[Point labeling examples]
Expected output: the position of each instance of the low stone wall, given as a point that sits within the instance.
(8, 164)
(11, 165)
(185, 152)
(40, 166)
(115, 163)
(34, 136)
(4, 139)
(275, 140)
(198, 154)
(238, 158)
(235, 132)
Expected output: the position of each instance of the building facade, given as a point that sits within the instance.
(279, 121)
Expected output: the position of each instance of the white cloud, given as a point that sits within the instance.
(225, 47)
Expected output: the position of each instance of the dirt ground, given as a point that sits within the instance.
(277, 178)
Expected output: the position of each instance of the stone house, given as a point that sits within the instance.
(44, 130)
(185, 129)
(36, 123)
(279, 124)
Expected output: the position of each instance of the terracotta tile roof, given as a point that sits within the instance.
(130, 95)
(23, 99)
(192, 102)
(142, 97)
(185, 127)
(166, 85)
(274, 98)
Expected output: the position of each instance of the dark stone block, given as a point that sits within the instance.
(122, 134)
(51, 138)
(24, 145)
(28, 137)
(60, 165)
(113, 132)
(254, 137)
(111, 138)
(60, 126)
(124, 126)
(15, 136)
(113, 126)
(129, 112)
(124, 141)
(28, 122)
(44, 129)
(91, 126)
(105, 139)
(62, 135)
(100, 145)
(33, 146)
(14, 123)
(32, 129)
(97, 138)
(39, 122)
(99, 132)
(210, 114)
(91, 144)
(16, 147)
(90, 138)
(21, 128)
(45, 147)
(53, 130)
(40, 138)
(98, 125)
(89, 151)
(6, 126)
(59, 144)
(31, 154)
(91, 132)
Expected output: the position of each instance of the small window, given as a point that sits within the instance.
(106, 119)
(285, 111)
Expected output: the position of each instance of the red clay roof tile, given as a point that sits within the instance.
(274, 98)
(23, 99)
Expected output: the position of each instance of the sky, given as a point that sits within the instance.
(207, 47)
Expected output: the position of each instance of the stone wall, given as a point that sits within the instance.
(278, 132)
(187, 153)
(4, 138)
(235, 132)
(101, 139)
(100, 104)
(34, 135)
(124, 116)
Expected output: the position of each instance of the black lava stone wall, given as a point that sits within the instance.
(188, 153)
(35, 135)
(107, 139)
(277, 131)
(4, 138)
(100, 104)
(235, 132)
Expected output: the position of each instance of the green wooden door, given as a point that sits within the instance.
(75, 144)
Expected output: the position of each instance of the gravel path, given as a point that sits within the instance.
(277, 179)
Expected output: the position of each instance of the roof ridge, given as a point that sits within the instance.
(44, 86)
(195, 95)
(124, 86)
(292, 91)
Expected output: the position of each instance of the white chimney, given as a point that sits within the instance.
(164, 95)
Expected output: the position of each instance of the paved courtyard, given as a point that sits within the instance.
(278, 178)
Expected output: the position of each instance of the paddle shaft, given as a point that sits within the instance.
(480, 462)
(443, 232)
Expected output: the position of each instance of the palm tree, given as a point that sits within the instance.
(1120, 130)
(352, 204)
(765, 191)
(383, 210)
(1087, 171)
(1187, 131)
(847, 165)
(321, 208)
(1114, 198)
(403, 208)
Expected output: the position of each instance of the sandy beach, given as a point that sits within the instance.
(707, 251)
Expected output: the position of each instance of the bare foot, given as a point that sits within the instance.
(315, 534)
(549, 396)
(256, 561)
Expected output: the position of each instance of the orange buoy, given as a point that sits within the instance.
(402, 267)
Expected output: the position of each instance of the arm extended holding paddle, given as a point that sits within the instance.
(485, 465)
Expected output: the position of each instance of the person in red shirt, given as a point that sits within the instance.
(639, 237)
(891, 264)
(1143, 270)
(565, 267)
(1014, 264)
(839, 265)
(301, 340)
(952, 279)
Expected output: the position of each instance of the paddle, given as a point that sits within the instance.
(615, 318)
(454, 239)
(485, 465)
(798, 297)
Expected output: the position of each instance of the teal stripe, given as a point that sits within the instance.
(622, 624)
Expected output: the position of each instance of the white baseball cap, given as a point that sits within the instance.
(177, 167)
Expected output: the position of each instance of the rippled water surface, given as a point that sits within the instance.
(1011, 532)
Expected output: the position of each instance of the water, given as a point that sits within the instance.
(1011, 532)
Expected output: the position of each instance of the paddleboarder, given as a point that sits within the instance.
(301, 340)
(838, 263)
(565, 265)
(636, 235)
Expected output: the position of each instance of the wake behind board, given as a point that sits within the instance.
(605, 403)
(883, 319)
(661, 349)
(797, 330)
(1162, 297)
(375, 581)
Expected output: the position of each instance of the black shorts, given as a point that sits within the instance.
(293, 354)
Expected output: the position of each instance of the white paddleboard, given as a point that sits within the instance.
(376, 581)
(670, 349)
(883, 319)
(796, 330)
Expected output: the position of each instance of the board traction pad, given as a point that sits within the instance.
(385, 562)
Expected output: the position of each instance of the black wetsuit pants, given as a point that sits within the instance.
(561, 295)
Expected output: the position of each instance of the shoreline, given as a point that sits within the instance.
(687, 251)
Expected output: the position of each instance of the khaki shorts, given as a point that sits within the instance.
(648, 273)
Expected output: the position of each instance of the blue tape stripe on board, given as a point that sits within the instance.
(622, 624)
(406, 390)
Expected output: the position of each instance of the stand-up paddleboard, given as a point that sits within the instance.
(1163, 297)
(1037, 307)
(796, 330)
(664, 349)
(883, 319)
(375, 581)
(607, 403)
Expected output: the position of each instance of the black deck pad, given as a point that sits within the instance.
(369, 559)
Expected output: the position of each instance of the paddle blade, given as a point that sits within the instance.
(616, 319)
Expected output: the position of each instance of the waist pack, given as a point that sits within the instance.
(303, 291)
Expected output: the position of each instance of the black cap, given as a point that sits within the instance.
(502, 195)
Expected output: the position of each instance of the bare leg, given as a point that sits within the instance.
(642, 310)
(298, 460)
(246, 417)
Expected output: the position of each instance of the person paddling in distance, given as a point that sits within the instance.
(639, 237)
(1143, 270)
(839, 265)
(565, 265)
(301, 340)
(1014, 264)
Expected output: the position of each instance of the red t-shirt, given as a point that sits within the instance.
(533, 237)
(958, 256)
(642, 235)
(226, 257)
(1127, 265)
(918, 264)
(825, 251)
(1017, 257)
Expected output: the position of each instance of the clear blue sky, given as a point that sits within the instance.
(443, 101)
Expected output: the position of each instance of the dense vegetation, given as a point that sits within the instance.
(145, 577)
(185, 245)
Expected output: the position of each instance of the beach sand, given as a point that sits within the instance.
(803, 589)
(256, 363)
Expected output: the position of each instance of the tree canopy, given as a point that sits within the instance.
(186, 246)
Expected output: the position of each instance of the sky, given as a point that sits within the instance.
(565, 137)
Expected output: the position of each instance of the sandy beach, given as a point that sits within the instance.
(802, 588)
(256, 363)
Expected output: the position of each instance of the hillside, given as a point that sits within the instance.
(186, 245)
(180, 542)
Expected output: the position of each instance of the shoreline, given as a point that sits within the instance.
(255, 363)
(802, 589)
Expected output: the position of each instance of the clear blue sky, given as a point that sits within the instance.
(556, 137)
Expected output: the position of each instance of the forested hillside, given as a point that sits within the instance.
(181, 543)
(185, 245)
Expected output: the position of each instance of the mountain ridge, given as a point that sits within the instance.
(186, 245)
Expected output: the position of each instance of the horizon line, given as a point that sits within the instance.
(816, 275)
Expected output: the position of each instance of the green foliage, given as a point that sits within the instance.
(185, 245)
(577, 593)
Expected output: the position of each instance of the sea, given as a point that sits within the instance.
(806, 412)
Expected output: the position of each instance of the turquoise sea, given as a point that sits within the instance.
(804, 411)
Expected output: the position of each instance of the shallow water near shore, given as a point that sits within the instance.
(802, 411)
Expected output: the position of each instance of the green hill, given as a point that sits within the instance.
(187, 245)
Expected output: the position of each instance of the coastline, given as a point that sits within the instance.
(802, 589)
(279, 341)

▶ _Your task_: Take the entries above and copy them out exactly.

▶ _Problem solution_:
Expected output: the position of each instance of the low stone wall, given as a point that sits within the instance.
(8, 164)
(11, 165)
(185, 152)
(40, 166)
(115, 163)
(34, 136)
(4, 139)
(275, 140)
(198, 154)
(238, 158)
(235, 132)
Expected output: the position of each instance of the building facade, given as a point that sits within the instance.
(279, 121)
Expected output: the position of each instance of the white cloud, given as a point that sits within the instance.
(225, 47)
Expected output: the position of each instance of the dirt ground, given as a point that sits within the instance.
(277, 178)
Expected output: the position of each instance of the stone house, given as a point that sits within the instance.
(44, 130)
(185, 129)
(36, 123)
(279, 124)
Expected output: the position of each instance of the terracotta tile roof, given as a point that sits within the instance.
(130, 95)
(23, 99)
(192, 102)
(142, 97)
(185, 127)
(166, 85)
(274, 98)
Expected output: the position of each instance of the dark stone block, given as a point that sits within the instance.
(122, 134)
(51, 138)
(24, 145)
(28, 137)
(60, 165)
(113, 132)
(254, 137)
(111, 138)
(60, 126)
(124, 126)
(15, 136)
(113, 126)
(129, 112)
(124, 141)
(28, 122)
(44, 129)
(91, 126)
(105, 139)
(62, 135)
(100, 145)
(33, 146)
(14, 123)
(32, 129)
(97, 138)
(39, 122)
(99, 132)
(210, 114)
(91, 144)
(16, 147)
(90, 138)
(21, 128)
(45, 147)
(53, 130)
(40, 138)
(98, 125)
(89, 151)
(6, 126)
(59, 144)
(31, 154)
(91, 132)
Expected output: the position of each instance of the small window, given as a point that sits within the instance.
(106, 119)
(285, 111)
Expected output: the position of each instance of the red clay roof tile, given as a point that sits within the instance.
(274, 98)
(23, 99)
Expected output: the position of each instance of the sky, given as a point that sits within the instance.
(207, 47)
Expected output: the position of each instance of the stone wall, given as a point that sits within the instance.
(278, 132)
(187, 153)
(4, 138)
(235, 132)
(101, 139)
(100, 104)
(34, 135)
(124, 116)
Expected output: the position of each instance of the black lava stone wall, given as a point that sits within the instance.
(188, 153)
(35, 135)
(107, 139)
(277, 131)
(4, 138)
(100, 104)
(235, 132)
Expected output: the position of each instance of the green wooden door, given as a point that sits within the instance.
(75, 144)
Expected output: the position of each instance of the gravel path, given as a point that sits within the instance.
(277, 179)
Expected output: the position of each instance of the roof ridge, given as a point that sits within the instance.
(44, 86)
(195, 95)
(124, 86)
(292, 91)
Expected output: the position of each instance of the white chimney, given as a point that sits within the instance.
(164, 95)
Expected output: the position of each instance of the paved courtyard, given as a point that sits within the instance.
(278, 178)
Expected output: the position of each instance of the paddle shaft, given as a point that sits within the instance.
(480, 462)
(443, 232)
Expected output: the position of each instance of the palm tree, given as a point that sits within the instance.
(1120, 130)
(352, 204)
(765, 191)
(383, 210)
(1087, 171)
(1187, 131)
(847, 165)
(321, 208)
(1114, 198)
(403, 208)
Expected output: the position of each instance of the sandy beach, given as a point that sits within the instance.
(707, 251)
Expected output: the position of each instance of the bare foot, given as a point that sits within the instance.
(315, 534)
(549, 396)
(256, 561)
Expected output: the position of each instance of the orange buoy, given as a point that sits within the instance.
(402, 267)
Expected output: the position of each instance of the arm extended holding paddle, given as a point that sits within the instance.
(485, 465)
Expected output: the position of each instance of the person in red shirt, given as a point that sits within the instance.
(639, 237)
(891, 264)
(1143, 270)
(565, 267)
(1014, 264)
(839, 265)
(301, 340)
(952, 279)
Expected output: the position of each instance of the paddle, given as a point that sits within the instance.
(615, 318)
(454, 239)
(485, 465)
(798, 297)
Expected output: the position of each instance of the teal stripe, given as a point that sits within the instance.
(622, 624)
Expected output: the position of each instance of the white baseball cap, given as a point that sits within the instance.
(177, 167)
Expected output: the position of each instance of the rippled water surface, given as a point that sits within the instance.
(1011, 532)
Expected output: the position of each instance of the water, given as a point that sits within the instance.
(1011, 532)
Expected output: the position of each instance of the paddleboarder, given as a point that sits within the instance.
(301, 340)
(838, 263)
(565, 265)
(636, 235)
Expected output: the position of each instance of the wake behind board, given as a point that sits within the instance.
(605, 403)
(883, 319)
(661, 349)
(797, 330)
(1162, 297)
(375, 581)
Expected output: the position of each instance of the black shorts, given as a point that sits within the instance.
(293, 354)
Expected output: the position of each instance of the white paddleboard, given as a point that sits within the instance.
(376, 581)
(670, 349)
(883, 319)
(796, 330)
Expected output: the position of each instance of the board traction pad, given as a point that sits within the instance.
(385, 562)
Expected output: the position of each instance of the black wetsuit pants, given as a point that sits within the instance.
(561, 295)
Expected output: the position of each instance of the shoreline, given as a point that sits within the instance.
(687, 251)
Expected output: the position of each instance of the khaki shorts, given as a point that sits within the instance.
(648, 273)
Expected output: the position of each instance of the blue tape stripe on board, given as a point that sits within the instance.
(622, 624)
(406, 390)
Expected output: the position of each instance of the stand-up paddleboard, given as a point that sits within the instance.
(1163, 297)
(1037, 307)
(796, 330)
(664, 349)
(883, 319)
(375, 581)
(607, 403)
Expected output: the position of each instance of the black deck pad, given as a point that sits within the instance.
(369, 559)
Expected output: the position of each instance of the paddle blade, given as a point that sits within the instance.
(616, 319)
Expected output: the position of each instance of the waist pack, given as a point that sits within the instance.
(303, 291)
Expected output: the position of each instance of the black cap, given as a point that sits within the instance.
(502, 195)
Expected output: the position of each instance of the bare leg, given as a point that sits within the instance.
(642, 310)
(298, 460)
(246, 417)
Expected output: the position of each instance of the person paddling in distance, given as a point that sits within the instance.
(639, 237)
(1143, 270)
(839, 265)
(565, 265)
(301, 340)
(1014, 264)
Expected output: the position of each instance of the red t-shirt, given as a point that sits within the instance.
(533, 237)
(958, 256)
(642, 235)
(226, 257)
(1127, 265)
(918, 264)
(825, 251)
(1017, 257)
Expected output: the position of each instance of the clear blue sky, given as a point that sits within the instance.
(443, 101)
Expected output: the position of each instance of the dense vegetation, given as a point that sits within the instance.
(145, 577)
(185, 245)
Expected output: the position of each instance of the beach sand, given as a point that sits within the instance.
(803, 589)
(256, 363)
Expected output: the position of each instance of the tree canopy, given as a point that sits within the instance.
(186, 246)
Expected output: the position of each instance of the sky, given as a point that sits within the instance.
(565, 137)
Expected output: the position of each instance of the sandy beach, given as a point that sits within the instance.
(802, 588)
(256, 363)
Expected output: the position of each instance of the hillside, given as a point that sits within the instance.
(186, 245)
(180, 542)
Expected output: the position of each instance of the shoreline, given as a point that sits within the instance.
(255, 363)
(802, 589)
Expected output: the position of each instance of the clear blue sky, given as a point that sits within the instance.
(556, 137)
Expected output: the position of each instance of the forested hillside, given as a point that sits within the instance.
(181, 543)
(185, 245)
Expected output: the position of each instance of the mountain ridge, given as a point that sits within the instance.
(186, 245)
Expected output: the position of each instance of the horizon line, given as a point that sits within the instance.
(816, 275)
Expected output: the position of each instance of the green foliage, given as a point that sits within the instance.
(185, 245)
(577, 593)
Expected output: the position of each instance of the sea, given as a point that sits within the instance.
(806, 412)
Expected output: the position of each instance of the turquoise sea, given as a point that sits within the instance.
(804, 411)
Expected output: the position of each instance of the shallow water near shore, given as a point that sits within the instance.
(802, 411)
Expected output: the position of each instance of the green hill, given as a point that sits within the instance.
(187, 245)
Expected output: the position of each instance of the coastline, given as a point that sits within the instance.
(802, 589)
(279, 341)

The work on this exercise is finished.